Text segment =
- Opening Delimiter -
By Gwen Rockwood, newspaper columnist and mama of 3
When I’m not writing for the newspaper (or driving carpool, or doing dishes, or staying way too busy to exercise even though I swear I’m going to), I’m writing every day for a website. And last week on the website, we asked an audience of mostly women and mothers to answer a simple question: “What are you thankful for this year?”
Of course, I anticipated some of the answers – family, friends, good health, etc. What I didn’t expect was the sincerity and the bounty of those “thank you’s” and how those thanks were directed toward the source of all of it – God. Even in what are obviously hard times for many of those answering the question, people acknowledge and appreciate that God is taking care of them. (Click here to see those posted comments by local moms.)
Some of the women mentioned serious illnesses that either they or people in their families are facing – swine flu, cancer, recovery from an accident. Some of them mentioned job losses that they or their spouses (or both) have suffered through this year. Many of them mentioned that they are waiting and praying for a military spouse to come home from overseas. One or two of them even said that they had lost their home this year because of a job loss and a terrible economy.
Given all the hardship, it would have been understandable if people felt a little low in the thankfulness department. But they weren’t low at all. Despite the tough times, they seem to be more thankful than ever.
- Closing Delimiter -
Excerpted data =
- Opening Delimiter -
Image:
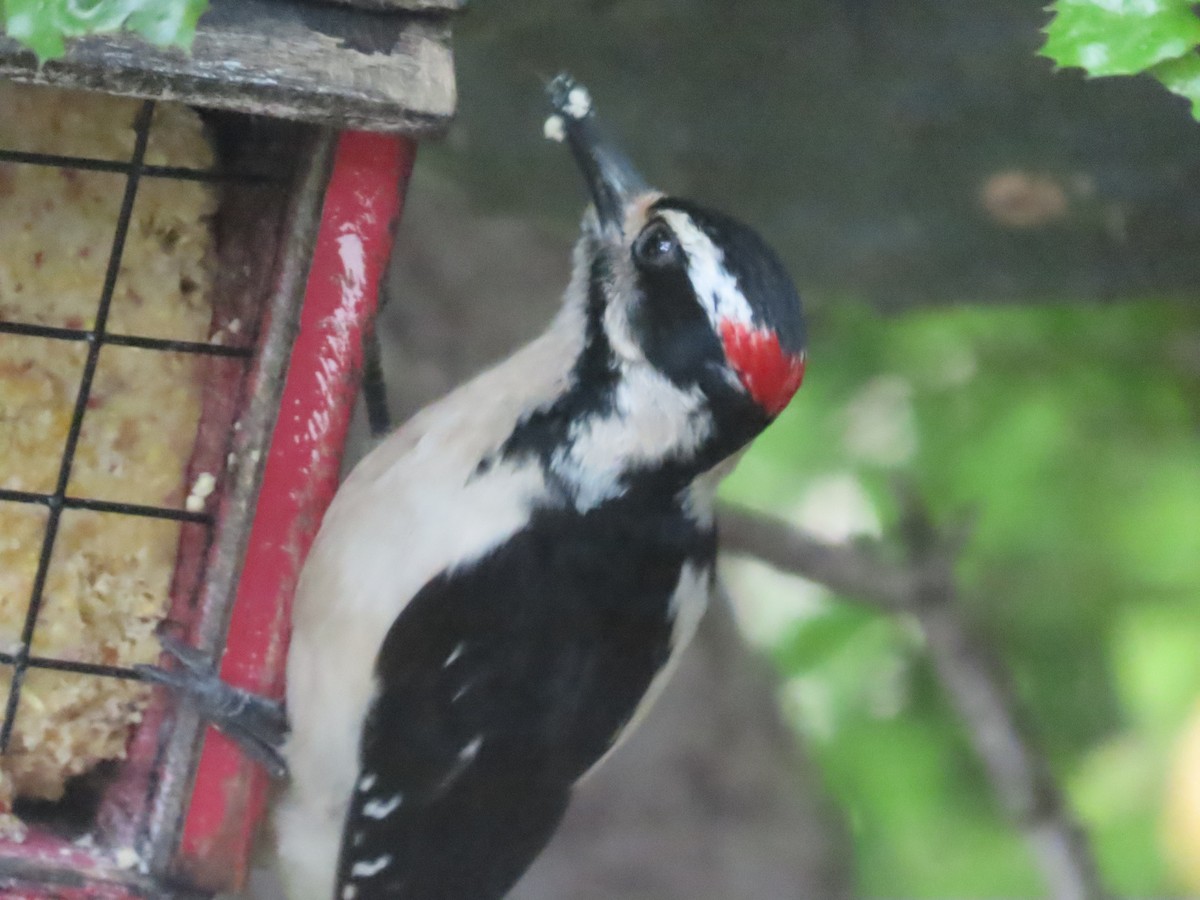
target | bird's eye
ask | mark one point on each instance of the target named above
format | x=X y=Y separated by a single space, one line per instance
x=657 y=247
- Closing Delimiter -
What the task asks =
Rewrite the stretch of the thankfulness column from "Some of the women" through "thankful than ever.", changing "hardship" to "difficulty".

Answer section =
Some of the women mentioned serious illnesses that either they or people in their families are facing – swine flu, cancer, recovery from an accident. Some of them mentioned job losses that they or their spouses (or both) have suffered through this year. Many of them mentioned that they are waiting and praying for a military spouse to come home from overseas. One or two of them even said that they had lost their home this year because of a job loss and a terrible economy.
Given all the difficulty, it would have been understandable if people felt a little low in the thankfulness department. But they weren’t low at all. Despite the tough times, they seem to be more thankful than ever.